# [Directions for this task]
Extend the article on how travel brands use and protect customer data, picking up after its final sentence.

# [Passage shown]

■ ■ ■ ■ ■

How Travel Brands Can Use and Safeguard Customer Data

The Travel Industry Toes the Line Between Using Data to Its Full Potential to Create Customer Experiences and Safeguarding That Data to Preserve Customer Trust.

NB: This is an article from Adobe

Travel is, and always has been, about the experience — it’s why concierge desks exist, hot towels are handed out on intercontinental flights, and chocolates are placed on pillows. In today’s digital age, travel companies have more powerful tools than ever before to deliver truly standout customer experiences.

The travel industry is, thus, at a crossroads of digital self-discovery. Customers expect digitally enhanced, personalized travel experiences — whether they’re browsing targeted content as they plan, receiving customized mobile offers from their hotel mid-stay, or posting trip photos for social media to salivate over.

■ ■ ■ ■ ■

# [Excerpted data]
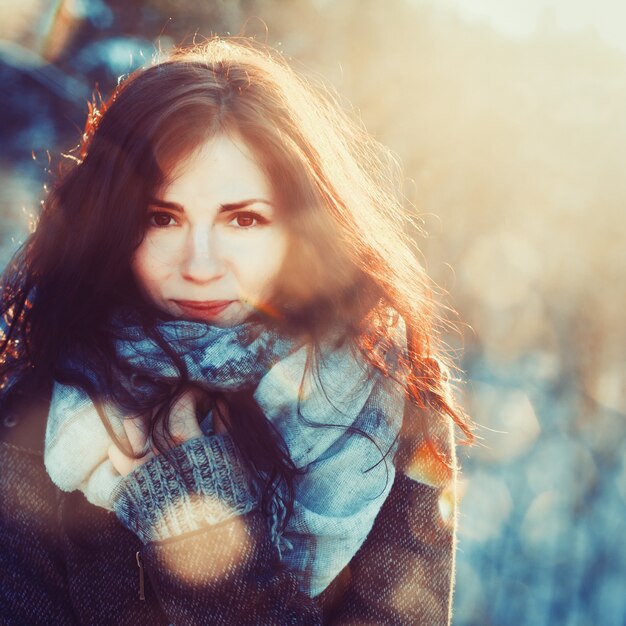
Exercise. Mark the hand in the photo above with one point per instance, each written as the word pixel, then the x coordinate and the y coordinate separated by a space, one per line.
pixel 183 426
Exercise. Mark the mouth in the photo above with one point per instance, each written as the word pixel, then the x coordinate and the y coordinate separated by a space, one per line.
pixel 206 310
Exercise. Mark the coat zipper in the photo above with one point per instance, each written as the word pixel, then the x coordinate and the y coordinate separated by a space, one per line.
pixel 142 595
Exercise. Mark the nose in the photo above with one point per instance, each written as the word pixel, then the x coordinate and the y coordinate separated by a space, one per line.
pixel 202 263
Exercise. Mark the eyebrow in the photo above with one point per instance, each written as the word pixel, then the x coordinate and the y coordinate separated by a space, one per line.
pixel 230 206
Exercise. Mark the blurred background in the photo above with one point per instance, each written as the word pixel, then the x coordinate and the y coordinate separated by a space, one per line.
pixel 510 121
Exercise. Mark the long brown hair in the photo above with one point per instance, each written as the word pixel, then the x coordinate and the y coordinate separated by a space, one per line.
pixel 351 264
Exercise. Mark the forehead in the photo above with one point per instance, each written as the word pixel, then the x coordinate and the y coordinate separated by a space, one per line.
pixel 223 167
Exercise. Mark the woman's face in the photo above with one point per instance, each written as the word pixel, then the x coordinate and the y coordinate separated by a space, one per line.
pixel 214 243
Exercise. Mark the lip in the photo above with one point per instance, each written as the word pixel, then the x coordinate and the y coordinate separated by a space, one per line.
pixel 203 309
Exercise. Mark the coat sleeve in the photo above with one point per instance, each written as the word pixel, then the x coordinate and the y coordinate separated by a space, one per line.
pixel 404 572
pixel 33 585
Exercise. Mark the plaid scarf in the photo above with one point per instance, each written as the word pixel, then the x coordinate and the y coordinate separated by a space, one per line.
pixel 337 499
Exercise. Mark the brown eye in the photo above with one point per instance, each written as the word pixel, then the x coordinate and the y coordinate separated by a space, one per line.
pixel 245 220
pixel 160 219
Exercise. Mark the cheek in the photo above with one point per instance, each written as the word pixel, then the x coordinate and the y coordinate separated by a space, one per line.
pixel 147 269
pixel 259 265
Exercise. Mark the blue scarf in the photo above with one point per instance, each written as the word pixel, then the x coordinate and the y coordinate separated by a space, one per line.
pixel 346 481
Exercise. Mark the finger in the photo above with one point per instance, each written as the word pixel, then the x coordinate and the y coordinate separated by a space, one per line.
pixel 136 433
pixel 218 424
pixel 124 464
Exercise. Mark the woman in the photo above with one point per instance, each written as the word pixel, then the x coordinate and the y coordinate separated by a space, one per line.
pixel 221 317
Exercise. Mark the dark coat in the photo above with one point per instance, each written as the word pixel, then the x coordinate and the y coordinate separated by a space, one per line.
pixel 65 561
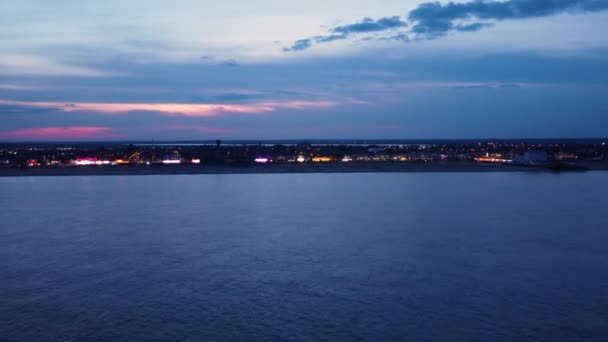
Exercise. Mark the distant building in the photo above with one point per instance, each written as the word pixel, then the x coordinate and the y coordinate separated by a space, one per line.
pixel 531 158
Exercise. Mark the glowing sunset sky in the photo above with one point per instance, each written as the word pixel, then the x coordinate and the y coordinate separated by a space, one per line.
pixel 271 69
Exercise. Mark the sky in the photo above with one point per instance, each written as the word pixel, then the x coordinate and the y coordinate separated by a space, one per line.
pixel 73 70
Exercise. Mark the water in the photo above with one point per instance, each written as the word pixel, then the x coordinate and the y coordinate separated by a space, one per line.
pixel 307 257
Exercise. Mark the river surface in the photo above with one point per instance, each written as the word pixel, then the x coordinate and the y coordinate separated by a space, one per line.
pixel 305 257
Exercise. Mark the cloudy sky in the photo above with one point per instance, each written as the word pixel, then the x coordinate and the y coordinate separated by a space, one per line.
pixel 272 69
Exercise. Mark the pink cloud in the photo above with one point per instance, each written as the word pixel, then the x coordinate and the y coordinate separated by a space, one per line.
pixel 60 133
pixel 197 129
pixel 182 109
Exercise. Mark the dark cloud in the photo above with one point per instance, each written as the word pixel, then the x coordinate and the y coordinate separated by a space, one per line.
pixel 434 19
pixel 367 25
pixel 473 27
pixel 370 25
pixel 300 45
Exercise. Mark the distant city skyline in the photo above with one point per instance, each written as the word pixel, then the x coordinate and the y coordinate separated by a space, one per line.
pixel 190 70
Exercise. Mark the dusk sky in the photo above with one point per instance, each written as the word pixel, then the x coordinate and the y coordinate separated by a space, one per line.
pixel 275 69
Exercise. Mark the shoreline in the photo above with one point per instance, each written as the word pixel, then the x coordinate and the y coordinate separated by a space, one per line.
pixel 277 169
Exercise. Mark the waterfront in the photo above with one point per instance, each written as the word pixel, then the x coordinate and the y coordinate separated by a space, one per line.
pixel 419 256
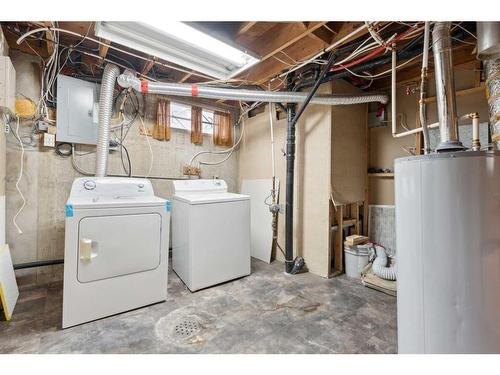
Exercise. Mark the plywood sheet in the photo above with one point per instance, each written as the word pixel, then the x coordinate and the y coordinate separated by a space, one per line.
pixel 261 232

■ ■ ■ ■ ■

# [Answer box]
How Travel Brands Can Use and Safeguard Customer Data

Savvy travel companies are leaning on data-driven insights to power the unified digital foundations that can support the customer experience, and data and security go hand in hand to bring this to life. Although security is far from glamorous, the capabilities data unlocks for travel brands enable the opportunity to delightfully surprise throughout the entire guest journey.

Qantas Airlines, for instance, gathers information on each one of its customers, their preferences, their flight histories, and their frequent-flier data. Then, it shares that information with its flight attendants, so they can positively personalize each passenger’s flight experience as much as possible.

In another example, Marriott Hotels has established a series of “predictable data points” for each of its guests, searching for ways it can improve everyone’s stay. The data anticipates simple touches — such as anticipating how a guest takes his or her coffee or remembering that he or she always arrives on a redeye flight and would appreciate an early check-in.

These brands are putting troves of data to brilliant use, but any digital asset is only as good as it is secure. To drive a great customer experience, these brands must maintain sensitive and personal data about travelers who are placing their trust in the brands who collect this data. While most customers don’t care how their profiles, payments, and room-service proclivities remain secure, they absolutely expect it to be secure throughout their digitally enabled experiences.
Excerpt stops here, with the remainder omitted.